- _Dataset excerpts_
§

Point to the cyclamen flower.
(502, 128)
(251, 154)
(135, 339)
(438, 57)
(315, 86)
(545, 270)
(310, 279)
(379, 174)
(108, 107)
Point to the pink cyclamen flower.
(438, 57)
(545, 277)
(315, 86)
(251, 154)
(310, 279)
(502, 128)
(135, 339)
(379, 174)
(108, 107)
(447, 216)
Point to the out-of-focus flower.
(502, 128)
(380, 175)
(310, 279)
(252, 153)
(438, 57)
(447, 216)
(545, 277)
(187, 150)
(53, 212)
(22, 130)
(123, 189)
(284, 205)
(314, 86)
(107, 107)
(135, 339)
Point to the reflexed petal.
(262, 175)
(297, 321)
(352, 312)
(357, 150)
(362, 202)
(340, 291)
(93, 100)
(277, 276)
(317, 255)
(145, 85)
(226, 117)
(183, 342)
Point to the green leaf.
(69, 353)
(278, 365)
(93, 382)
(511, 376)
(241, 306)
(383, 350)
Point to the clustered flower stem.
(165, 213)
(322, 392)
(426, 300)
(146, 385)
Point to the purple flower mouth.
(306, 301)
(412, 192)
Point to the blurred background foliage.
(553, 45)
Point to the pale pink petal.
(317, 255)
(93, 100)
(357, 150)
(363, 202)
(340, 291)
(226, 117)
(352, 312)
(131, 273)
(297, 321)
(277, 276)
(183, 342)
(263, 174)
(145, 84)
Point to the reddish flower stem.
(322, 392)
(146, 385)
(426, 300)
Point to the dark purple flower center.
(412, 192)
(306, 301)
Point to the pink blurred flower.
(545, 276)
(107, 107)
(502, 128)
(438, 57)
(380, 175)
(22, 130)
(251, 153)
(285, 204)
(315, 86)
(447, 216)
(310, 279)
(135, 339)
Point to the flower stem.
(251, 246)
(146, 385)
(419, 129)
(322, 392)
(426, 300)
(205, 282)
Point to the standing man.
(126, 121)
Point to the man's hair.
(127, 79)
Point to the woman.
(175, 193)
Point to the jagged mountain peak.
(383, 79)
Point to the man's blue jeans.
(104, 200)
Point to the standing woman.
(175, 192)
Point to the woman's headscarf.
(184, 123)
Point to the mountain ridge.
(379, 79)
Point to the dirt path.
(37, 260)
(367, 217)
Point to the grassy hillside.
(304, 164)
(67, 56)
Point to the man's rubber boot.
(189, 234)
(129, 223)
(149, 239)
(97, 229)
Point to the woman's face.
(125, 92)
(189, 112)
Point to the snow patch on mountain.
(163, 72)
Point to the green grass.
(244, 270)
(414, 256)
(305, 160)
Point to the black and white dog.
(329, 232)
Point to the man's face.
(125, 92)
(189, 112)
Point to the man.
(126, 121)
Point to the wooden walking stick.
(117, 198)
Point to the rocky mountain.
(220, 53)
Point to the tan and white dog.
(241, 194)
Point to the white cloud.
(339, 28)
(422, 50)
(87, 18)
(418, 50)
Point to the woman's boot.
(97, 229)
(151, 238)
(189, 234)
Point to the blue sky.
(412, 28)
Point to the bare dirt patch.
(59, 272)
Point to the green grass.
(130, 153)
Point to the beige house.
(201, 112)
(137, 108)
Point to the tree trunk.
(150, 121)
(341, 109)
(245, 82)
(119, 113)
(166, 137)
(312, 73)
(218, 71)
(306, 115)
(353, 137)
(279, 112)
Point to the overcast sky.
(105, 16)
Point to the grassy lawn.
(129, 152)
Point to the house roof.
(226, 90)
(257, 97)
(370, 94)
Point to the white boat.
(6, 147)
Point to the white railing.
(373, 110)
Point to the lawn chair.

§

Add 8 to both numbers in every coordinate pair in the part of the data that opens with the line containing "Point to the dirt path." and runs through the end of the data. Reproduce that whole part, keeping all other lines unchanged.

- _Written answer_
Point to the dirt path.
(45, 268)
(375, 225)
Point to the grassy hillside.
(312, 172)
(75, 64)
Point to the man's rubber boot.
(197, 242)
(137, 231)
(157, 247)
(105, 237)
Point to the woman's face.
(133, 100)
(197, 120)
Point to the snow patch on mountain.
(171, 80)
Point to the green grass.
(252, 278)
(422, 264)
(313, 168)
Point to the black and white dog.
(337, 240)
Point to the man's face.
(133, 100)
(197, 120)
Point to the man.
(134, 129)
Point to the wooden walking stick.
(125, 206)
Point to the rocky mountain.
(228, 61)
Point to the tan and white dog.
(249, 202)
Point to the white cloud.
(347, 36)
(430, 58)
(95, 26)
(426, 58)
Point to the woman's boot.
(105, 237)
(159, 246)
(197, 242)
Point to the blue sky.
(420, 36)
Point to the bare dirt patch.
(67, 280)
Point to the green grass.
(138, 161)
Point to the beige house.
(209, 120)
(145, 116)
Point to the tree trunk.
(158, 129)
(349, 117)
(253, 90)
(127, 121)
(174, 145)
(320, 81)
(226, 79)
(314, 123)
(361, 145)
(287, 120)
Point to the overcast sky.
(113, 24)
Point to the grassy lawn.
(137, 160)
Point to the house roof.
(234, 98)
(265, 105)
(378, 102)
Point to the white boat.
(14, 155)
Point to the white railing.
(381, 118)
Point to the lawn chair.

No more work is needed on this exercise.